*REQUIREMENTS*
a - Name every person and every people that the review mentions by name.
b - From the review, return the passage between "I’m sure that" and "attention to it.", inclusive.

*QUOTED TEXT*
▬▬▬▬▬▬
The moment doesn’t come long after he teletransportateletranses to the Ikonian homeworld. It turns out he’s not alone in having this psychic gift. He meets some of the other folks that have been brought there. One of them, Cindy, is just his type of lady. He likes ’em skinny and short. Okay, maybe a touch of some creepy stuff there (betcha a dollar Dennis is the sort of guy who’d go It’s not pedophilia it’s ephebophilia get it right without a trace of irony), but I can also accept that some people have tastes that differ from my own, and as long as he’s not actually pursuing underage girls, there’s nothing wrong with it.
But when Dennis first meets Cindy, here’s what he thinks. I quote page 60:
She was small and frail; he could have easily overpowered her if he wanted to. But when he saw the new tautness in her expression, the blinking desperation in her eyes, he knew he could never do such a thing.
So let’s be clear: Dennis’s first thought when he meets this woman is that he would physically be capable of raping her and getting away with it. He’s such a nice guy, though, that he wouldn’t do it. I guess that is supposed to raise him in our estimation.
I’m sure that every woman in the world can name at least one man she’s met who obviously and openly thinks exactly the same way Dennis does in this situation and I hate it. I wish I knew anything I could help to do about it besides try to draw some attention to it.
Also: Men, stop being shitty. Seriously. The bar for that is very low.
One other thing: Dennis consistently refers to Cindy as “child.” That’s all.
Anyway it turns out that the Ikonians are bad guys and they’re trying to use people like Dennis and Cindy for nefarious purposes. They try to escape and become separated. Dennis thinks that Cindy is dead. He meets some other people called the―
I just did my damnedest to figure out what their race was called and I can’t find it anywhere
―somethings. They’re enemies of the Ikonians, and they’re the good guys. We know this because they tell us so. They also tell us that they’re incapable of deception.
▬▬▬▬▬▬
*SOURCE MATERIAL*
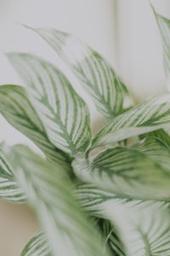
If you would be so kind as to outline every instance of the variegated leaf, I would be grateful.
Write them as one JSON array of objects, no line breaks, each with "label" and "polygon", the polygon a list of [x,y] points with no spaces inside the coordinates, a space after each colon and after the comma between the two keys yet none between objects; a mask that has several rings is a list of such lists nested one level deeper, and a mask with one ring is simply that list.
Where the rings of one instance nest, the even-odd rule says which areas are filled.
[{"label": "variegated leaf", "polygon": [[58,162],[65,171],[71,172],[69,157],[49,142],[24,88],[19,85],[0,86],[0,113],[10,125],[37,145],[48,160]]},{"label": "variegated leaf", "polygon": [[169,211],[150,203],[130,207],[120,202],[102,206],[104,214],[116,227],[127,256],[169,256]]},{"label": "variegated leaf", "polygon": [[[68,177],[24,146],[3,147],[15,177],[43,229],[51,255],[104,255],[104,242],[94,223],[78,208]],[[110,255],[107,249],[105,256]]]},{"label": "variegated leaf", "polygon": [[32,29],[67,64],[94,101],[97,109],[109,120],[133,105],[128,88],[104,57],[76,37],[55,29]]},{"label": "variegated leaf", "polygon": [[26,195],[14,177],[14,170],[0,150],[0,198],[17,203],[26,201]]},{"label": "variegated leaf", "polygon": [[167,88],[170,90],[170,20],[156,14],[152,4],[151,8],[162,40],[164,68],[167,79]]},{"label": "variegated leaf", "polygon": [[20,256],[51,256],[47,237],[42,231],[37,232],[25,247]]},{"label": "variegated leaf", "polygon": [[124,247],[117,236],[117,232],[115,230],[113,224],[107,219],[101,219],[100,226],[105,237],[105,244],[110,246],[112,255],[126,256]]},{"label": "variegated leaf", "polygon": [[91,150],[155,130],[170,127],[170,93],[154,96],[117,116],[93,139]]},{"label": "variegated leaf", "polygon": [[112,221],[122,243],[118,255],[122,248],[127,256],[169,255],[169,202],[123,199],[89,184],[76,194],[85,210]]},{"label": "variegated leaf", "polygon": [[109,148],[90,164],[77,159],[73,168],[82,180],[120,196],[151,200],[170,197],[170,149],[159,139],[147,138],[130,148]]},{"label": "variegated leaf", "polygon": [[71,156],[84,151],[91,139],[88,110],[64,74],[35,55],[8,55],[26,84],[50,142]]}]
▬▬▬▬▬▬
*ANSWER SET*
a -
- Dennis
- Cindy
- the Ikonians

b -
I’m sure that every woman in the world can name at least one man she’s met who obviously and openly thinks exactly the same way Dennis does in this situation and I hate it. I wish I knew anything I could help to do about it besides try to draw some attention to it.